Quote precisely the final stretch of the listing: start at the line containing "floor with a single point, one per instance." and stop after the last line.

::::::::

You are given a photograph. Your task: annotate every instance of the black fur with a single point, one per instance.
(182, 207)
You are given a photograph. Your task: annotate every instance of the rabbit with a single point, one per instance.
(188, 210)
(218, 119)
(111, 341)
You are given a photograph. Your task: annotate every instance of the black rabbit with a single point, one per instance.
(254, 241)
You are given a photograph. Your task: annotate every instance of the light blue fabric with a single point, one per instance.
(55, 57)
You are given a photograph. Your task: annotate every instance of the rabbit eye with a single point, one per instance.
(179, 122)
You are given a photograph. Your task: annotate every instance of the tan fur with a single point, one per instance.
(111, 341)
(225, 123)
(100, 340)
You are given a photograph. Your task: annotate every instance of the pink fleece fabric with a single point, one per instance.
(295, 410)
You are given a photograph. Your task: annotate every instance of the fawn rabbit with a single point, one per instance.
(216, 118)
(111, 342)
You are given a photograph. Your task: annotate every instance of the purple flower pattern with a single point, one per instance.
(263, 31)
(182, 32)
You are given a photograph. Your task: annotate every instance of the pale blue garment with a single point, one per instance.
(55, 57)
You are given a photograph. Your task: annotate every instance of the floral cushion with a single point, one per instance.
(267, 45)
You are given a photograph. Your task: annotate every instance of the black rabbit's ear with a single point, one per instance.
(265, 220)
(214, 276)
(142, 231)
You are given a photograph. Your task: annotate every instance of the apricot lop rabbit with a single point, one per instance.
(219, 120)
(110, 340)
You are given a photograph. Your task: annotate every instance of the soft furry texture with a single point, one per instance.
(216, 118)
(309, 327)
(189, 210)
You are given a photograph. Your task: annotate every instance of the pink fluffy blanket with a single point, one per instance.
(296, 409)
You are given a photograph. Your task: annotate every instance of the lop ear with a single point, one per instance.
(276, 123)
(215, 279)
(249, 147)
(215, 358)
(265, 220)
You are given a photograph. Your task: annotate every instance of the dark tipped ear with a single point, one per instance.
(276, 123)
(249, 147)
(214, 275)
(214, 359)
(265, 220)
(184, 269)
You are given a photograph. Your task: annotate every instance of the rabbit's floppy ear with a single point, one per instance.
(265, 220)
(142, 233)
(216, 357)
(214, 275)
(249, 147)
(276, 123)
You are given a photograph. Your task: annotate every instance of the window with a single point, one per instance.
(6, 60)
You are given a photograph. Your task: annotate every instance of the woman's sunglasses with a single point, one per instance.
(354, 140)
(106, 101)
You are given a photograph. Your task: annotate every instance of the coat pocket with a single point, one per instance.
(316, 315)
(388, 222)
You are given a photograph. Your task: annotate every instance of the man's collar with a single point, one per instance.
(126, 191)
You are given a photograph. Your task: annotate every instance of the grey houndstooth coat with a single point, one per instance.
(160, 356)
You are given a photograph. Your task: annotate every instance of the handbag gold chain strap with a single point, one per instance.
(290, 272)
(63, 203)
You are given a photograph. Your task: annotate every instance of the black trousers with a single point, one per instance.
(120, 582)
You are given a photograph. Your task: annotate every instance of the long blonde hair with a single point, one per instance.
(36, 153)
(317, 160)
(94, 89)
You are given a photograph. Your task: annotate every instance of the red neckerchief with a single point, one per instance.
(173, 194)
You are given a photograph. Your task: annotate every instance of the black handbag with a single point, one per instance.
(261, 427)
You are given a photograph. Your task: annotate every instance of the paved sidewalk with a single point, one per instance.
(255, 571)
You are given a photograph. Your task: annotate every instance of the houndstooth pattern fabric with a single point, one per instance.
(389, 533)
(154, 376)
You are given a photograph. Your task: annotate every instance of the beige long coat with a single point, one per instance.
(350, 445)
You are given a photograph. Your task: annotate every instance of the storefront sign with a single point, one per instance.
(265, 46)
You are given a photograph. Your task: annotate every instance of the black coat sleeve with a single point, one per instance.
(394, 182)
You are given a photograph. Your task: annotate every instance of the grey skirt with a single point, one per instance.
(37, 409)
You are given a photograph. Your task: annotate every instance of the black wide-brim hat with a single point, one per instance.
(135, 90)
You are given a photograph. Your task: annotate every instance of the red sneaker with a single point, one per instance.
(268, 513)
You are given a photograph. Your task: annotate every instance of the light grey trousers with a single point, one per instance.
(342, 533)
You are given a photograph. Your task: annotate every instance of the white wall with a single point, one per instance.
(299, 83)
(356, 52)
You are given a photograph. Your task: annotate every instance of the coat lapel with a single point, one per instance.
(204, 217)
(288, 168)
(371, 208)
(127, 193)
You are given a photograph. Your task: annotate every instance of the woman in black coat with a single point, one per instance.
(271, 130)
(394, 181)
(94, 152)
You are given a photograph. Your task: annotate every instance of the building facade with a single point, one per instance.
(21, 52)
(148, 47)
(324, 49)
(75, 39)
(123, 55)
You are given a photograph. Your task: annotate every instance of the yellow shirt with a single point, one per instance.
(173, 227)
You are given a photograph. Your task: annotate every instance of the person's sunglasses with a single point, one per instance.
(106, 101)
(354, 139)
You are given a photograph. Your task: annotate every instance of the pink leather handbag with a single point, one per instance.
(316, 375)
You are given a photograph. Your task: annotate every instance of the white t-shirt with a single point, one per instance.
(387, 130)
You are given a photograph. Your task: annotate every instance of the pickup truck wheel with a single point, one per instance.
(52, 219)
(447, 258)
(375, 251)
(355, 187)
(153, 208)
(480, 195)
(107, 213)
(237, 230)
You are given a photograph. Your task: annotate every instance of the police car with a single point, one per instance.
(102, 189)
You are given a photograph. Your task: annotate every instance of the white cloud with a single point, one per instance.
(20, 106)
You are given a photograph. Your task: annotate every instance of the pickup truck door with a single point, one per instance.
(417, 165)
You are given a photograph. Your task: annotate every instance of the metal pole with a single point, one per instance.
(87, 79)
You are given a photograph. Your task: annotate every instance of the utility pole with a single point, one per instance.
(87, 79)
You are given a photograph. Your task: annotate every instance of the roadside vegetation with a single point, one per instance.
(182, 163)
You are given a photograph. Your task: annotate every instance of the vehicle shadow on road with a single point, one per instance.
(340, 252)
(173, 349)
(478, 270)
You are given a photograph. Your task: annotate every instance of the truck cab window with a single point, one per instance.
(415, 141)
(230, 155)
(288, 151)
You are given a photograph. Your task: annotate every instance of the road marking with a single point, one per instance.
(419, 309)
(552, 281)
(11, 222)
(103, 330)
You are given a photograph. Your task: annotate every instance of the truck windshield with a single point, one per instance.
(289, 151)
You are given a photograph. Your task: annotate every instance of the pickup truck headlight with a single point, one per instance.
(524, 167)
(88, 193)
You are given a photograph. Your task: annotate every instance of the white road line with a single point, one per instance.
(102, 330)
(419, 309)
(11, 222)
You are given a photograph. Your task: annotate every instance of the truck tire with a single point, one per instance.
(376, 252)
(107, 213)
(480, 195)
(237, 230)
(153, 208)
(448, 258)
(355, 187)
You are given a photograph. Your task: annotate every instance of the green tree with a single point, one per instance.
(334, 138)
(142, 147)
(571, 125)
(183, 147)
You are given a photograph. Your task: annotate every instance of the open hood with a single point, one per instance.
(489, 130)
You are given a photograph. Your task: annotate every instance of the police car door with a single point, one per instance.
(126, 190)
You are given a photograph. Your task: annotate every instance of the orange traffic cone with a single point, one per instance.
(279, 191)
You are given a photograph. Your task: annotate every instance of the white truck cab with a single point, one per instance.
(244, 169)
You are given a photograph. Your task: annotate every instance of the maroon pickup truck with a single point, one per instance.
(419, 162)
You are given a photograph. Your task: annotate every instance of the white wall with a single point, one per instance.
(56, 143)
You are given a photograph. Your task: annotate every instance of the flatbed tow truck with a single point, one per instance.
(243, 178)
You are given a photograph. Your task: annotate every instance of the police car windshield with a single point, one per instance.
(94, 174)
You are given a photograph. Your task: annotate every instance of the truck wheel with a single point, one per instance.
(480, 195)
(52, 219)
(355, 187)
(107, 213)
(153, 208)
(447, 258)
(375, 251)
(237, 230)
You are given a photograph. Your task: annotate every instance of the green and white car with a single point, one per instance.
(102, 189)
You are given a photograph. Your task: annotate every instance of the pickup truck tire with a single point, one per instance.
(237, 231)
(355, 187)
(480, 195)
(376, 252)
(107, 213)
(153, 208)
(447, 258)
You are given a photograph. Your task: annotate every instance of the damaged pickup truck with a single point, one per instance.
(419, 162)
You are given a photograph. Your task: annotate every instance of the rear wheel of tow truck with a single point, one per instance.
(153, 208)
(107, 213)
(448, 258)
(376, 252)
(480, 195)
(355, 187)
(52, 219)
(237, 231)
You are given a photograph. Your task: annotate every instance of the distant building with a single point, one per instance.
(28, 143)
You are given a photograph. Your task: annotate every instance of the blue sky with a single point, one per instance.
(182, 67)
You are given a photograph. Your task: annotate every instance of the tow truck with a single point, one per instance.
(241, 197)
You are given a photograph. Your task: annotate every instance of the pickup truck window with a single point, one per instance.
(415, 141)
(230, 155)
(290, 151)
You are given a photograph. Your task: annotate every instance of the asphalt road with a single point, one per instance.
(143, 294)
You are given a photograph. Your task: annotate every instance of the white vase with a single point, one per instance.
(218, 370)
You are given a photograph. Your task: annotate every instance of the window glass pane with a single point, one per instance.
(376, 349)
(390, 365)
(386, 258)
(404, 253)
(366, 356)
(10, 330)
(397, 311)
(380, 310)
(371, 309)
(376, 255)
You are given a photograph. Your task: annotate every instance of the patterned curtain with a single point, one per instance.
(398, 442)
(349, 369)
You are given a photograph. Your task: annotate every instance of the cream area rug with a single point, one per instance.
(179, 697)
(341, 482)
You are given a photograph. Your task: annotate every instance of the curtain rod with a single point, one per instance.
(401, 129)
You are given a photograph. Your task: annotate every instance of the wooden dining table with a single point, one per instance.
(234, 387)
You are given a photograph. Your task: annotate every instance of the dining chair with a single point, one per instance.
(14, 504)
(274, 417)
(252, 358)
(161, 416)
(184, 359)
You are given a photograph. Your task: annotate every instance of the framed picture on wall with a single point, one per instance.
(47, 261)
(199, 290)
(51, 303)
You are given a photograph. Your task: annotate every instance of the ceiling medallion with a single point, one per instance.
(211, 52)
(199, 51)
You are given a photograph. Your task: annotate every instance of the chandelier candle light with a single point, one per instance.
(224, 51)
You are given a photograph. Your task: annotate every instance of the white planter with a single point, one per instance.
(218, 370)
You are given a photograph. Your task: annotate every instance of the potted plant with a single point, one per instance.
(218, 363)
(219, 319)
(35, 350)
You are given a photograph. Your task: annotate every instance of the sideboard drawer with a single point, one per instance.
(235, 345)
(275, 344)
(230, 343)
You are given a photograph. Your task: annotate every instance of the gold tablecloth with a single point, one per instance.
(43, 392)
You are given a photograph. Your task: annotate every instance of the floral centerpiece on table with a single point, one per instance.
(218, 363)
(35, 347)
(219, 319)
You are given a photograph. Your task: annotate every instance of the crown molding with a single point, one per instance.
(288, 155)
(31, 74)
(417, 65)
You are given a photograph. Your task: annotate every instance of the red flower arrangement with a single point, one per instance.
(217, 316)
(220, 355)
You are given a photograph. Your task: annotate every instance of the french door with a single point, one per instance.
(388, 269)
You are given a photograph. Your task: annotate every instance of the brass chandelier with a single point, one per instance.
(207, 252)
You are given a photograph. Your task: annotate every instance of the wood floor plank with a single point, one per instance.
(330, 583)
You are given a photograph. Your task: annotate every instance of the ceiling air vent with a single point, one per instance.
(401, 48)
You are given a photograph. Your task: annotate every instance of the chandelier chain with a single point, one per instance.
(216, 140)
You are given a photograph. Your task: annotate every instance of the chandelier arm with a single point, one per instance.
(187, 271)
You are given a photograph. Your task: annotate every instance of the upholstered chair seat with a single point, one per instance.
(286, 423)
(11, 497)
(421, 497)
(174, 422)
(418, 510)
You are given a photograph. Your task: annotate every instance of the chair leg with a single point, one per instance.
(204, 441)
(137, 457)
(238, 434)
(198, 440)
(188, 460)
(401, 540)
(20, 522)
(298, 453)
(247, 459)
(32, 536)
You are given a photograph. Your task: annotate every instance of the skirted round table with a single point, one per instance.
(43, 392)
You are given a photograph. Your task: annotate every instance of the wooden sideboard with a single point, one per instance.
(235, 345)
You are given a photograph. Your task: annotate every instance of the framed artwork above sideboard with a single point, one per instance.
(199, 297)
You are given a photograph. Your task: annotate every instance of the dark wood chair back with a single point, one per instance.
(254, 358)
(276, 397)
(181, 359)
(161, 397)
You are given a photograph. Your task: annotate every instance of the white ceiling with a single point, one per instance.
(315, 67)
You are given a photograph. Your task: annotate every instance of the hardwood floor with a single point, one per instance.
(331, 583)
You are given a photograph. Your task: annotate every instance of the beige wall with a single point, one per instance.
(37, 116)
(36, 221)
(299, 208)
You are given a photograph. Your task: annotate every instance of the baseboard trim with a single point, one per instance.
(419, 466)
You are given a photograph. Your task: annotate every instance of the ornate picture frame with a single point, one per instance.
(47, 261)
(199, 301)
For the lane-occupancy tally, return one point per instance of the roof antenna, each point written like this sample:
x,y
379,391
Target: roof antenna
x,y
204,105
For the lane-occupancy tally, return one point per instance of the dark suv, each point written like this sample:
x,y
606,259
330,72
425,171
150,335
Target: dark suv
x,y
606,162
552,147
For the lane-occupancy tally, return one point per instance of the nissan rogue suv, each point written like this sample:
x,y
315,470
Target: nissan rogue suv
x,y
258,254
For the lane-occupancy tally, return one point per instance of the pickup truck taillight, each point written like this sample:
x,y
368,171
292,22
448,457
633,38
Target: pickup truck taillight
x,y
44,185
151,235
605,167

::::::::

* _The result_
You are given a photograph. Your task: annotate every instance of the hardwood floor with a single point, one per instance.
(331, 583)
You are given a photograph. Your task: annotate every instance of the beige wall with a single point, one per instance.
(37, 116)
(36, 221)
(299, 208)
You are given a photograph. Your task: annotate every instance of the baseboard trim with a single point, one per instance.
(419, 466)
You are given a photograph. Your task: annotate every instance of the ornate picture frame with a single point, one per instance.
(47, 261)
(199, 301)
For the lane-occupancy tally, return one point per instance of the roof antenna, each point written like this sample:
x,y
379,391
Target: roof antenna
x,y
204,105
For the lane-occupancy tally, return one point per instance of the dark suv, each point written like this sample:
x,y
606,259
330,72
425,171
150,335
Target: dark suv
x,y
606,162
552,147
For the lane-occupancy tally, return one point per instance of the nissan rogue suv, each point written like this sample:
x,y
315,470
Target: nissan rogue suv
x,y
258,254
For the lane-occupancy tally, return one point per instance of the pickup truck taillight, each point written like this sample:
x,y
368,171
292,22
448,457
633,38
Target: pickup truck taillight
x,y
44,185
151,235
605,167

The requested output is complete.